• AUFGABE A: Wie viele Haushalte gibt es laut dem Text über den Glasfaser-Ausbau in Kettwig im Gebiet der Interessengemeinschaft?
• AUFGABE B: Bearbeite den Text über den Glasfaser-Ausbau in Kettwig: Gib alles von „Auch Jan Kohlmann“ bis hinunter zu „sagt Jan Kohlmann.“ erneut wieder und setze dabei „Homeoffice“ an die Stelle von „Home-Office“.
• AUFGABE C: Führe den Text über den Glasfaser-Ausbau in Kettwig im Anschluss an seinen letzten Satz fort.

• VORLIEGENDER TEXT:
━━━

Essen-Kettwig. . In Kettwig haben Anwohner eine Interessengemeinschaft gegründet, um den Glasfaser-Ausbau voranzubringen. Das sagt Essens Breitband-Koordinator.

Wenn Tilo Stadtkowitz bei einer Videokonferenz mit seinen Kunden diskutiert, läuft das selten störungsfrei ab. „Kommen zum Beispiel meine Kinder nach Hause und deren Handys locken sich in unser WLan ein, ist das System platt“, sagt der Unternehmensberater. Adem Kilic, Werkstudent im väterlichen Architekturbüro, weicht für Daten-Übertragungen auf die Uni aus, „denn im Büro benötigt das Hochladen mehrere Stunden“.

Auch Jan Kohlmann und Martin Polak, die für ihre Unternehmen vieles vom Home-Office aus erledigen, verzweifeln an den Minimalgeschwindigkeiten im Internet, die in Laupendahl Alltag sind. „Die aktuellen Übertragungsraten betragen im Maximum sechs Mbit/s, manchmal auch nur zwei Mbit/s. Wir als Nachbarn der Klinik und Anwohner in der Charlottenhofstraße, Laupendahler Höhe, Auf der Rötsch und Am Hausberg haben daher großes Interesse an einer Breitbandanbindung über Glasfaser“, schreiben Kohlmann und Polak für die Interessengemeinschaft Laupendahler Siedlung im März an den Breitband-Koordinator der Stadt Essen, Uwe Breder. Beigefügt sind Unterschriftenlisten. 282 Haushalte gibt es im Gebiet, „98 Prozent haben unterzeichnet“, sagt Jan Kohlmann.

Martin Polak wohnt im Grünen, schnelles Internet gehört aber auch hier für ihn zur Lebensqualität dazu. 
Martin Polak wohnt im Grünen, schnelles Internet gehört aber auch hier für ihn zur Lebensqualität dazu.  © PT

„Die Datenautobahn gehört zur Infrastruktur“

Der Leidensdruck ist groß, denn in Laupendahl ist man gefühlt meilenweit von der Giga-Bit-Gesellschaft entfernt. „Dabei müsste schnelles Internet, die Ausstattung mit Glasfaser genauso selbstverständlich sein wie Strom und Wasser. Die Datenautobahn gehört zur Infrastruktur“, sagt Stadtkowitz, der mit dem Netzbetreiber Telekom im Übrigen keine guten Erfahrungen gemacht hat.

━━━

• VORLIEGENDE ANGABEN:
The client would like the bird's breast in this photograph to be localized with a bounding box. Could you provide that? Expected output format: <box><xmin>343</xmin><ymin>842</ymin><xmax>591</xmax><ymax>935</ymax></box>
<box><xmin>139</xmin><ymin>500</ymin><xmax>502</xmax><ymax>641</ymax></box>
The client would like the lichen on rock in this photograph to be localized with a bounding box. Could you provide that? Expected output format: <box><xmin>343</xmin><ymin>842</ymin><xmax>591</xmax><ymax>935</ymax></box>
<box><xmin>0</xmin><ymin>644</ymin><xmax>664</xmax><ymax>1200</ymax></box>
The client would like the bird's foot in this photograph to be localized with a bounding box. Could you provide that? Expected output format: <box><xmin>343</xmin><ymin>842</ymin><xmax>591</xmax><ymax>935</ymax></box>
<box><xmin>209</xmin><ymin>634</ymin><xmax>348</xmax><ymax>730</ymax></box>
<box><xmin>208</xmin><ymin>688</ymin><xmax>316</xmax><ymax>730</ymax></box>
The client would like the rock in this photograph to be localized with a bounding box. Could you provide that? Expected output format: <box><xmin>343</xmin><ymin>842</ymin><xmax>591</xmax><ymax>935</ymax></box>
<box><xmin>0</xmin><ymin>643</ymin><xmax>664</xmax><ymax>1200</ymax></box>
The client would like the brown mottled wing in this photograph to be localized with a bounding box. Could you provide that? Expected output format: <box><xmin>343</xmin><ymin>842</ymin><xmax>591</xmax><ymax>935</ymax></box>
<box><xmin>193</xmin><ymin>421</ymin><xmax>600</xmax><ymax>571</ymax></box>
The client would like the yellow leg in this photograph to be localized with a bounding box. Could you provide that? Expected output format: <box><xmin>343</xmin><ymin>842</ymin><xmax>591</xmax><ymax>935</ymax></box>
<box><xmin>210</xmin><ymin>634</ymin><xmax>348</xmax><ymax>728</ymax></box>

━━━

• ANTWORT A: 282 Haushalte.

• ANTWORT B:
Auch Jan Kohlmann und Martin Polak, die für ihre Unternehmen vieles vom Homeoffice aus erledigen, verzweifeln an den Minimalgeschwindigkeiten im Internet, die in Laupendahl Alltag sind. „Die aktuellen Übertragungsraten betragen im Maximum sechs Mbit/s, manchmal auch nur zwei Mbit/s. Wir als Nachbarn der Klinik und Anwohner in der Charlottenhofstraße, Laupendahler Höhe, Auf der Rötsch und Am Hausberg haben daher großes Interesse an einer Breitbandanbindung über Glasfaser“, schreiben Kohlmann und Polak für die Interessengemeinschaft Laupendahler Siedlung im März an den Breitband-Koordinator der Stadt Essen, Uwe Breder. Beigefügt sind Unterschriftenlisten. 282 Haushalte gibt es im Gebiet, „98 Prozent haben unterzeichnet“, sagt Jan Kohlmann.

• ANTWORT C:
„Der Hybrid-Anschluss, bei dem DSL und Mobilfunk/LTE kombiniert werden, funktioniert nicht. Dabei habe ich extra noch in eine Antenne investiert. Am besten ist Glasfaser bis ins Haus. Weniger gut finde ich Vectoring, weil das Kupfer wiederum die Geschwindigkeit drosselt.“

100 Mbit/s in der Nachbarstadt

Der Blick ins wenige hundert Meter entfernte Heiligenhaus macht neidisch. Dort hat NetCologne im Sommer das Surfen mit bis zu 100 Mbit/s möglich gemacht. „Nur die Stadt Essen ist nicht Vertragspartner, deshalb kann man da nicht mal eben die Leitungen weiterführen“, weiß Jan Kohlmann. Auch die Verlegung des Glasfaserkabels durch 1&1-Versatel über die Charlottenhofstraße zur Rhein-Ruhr-Klinik ist nicht nutzbar – weil ein Pilotprojekt im gewerblichen Bereich.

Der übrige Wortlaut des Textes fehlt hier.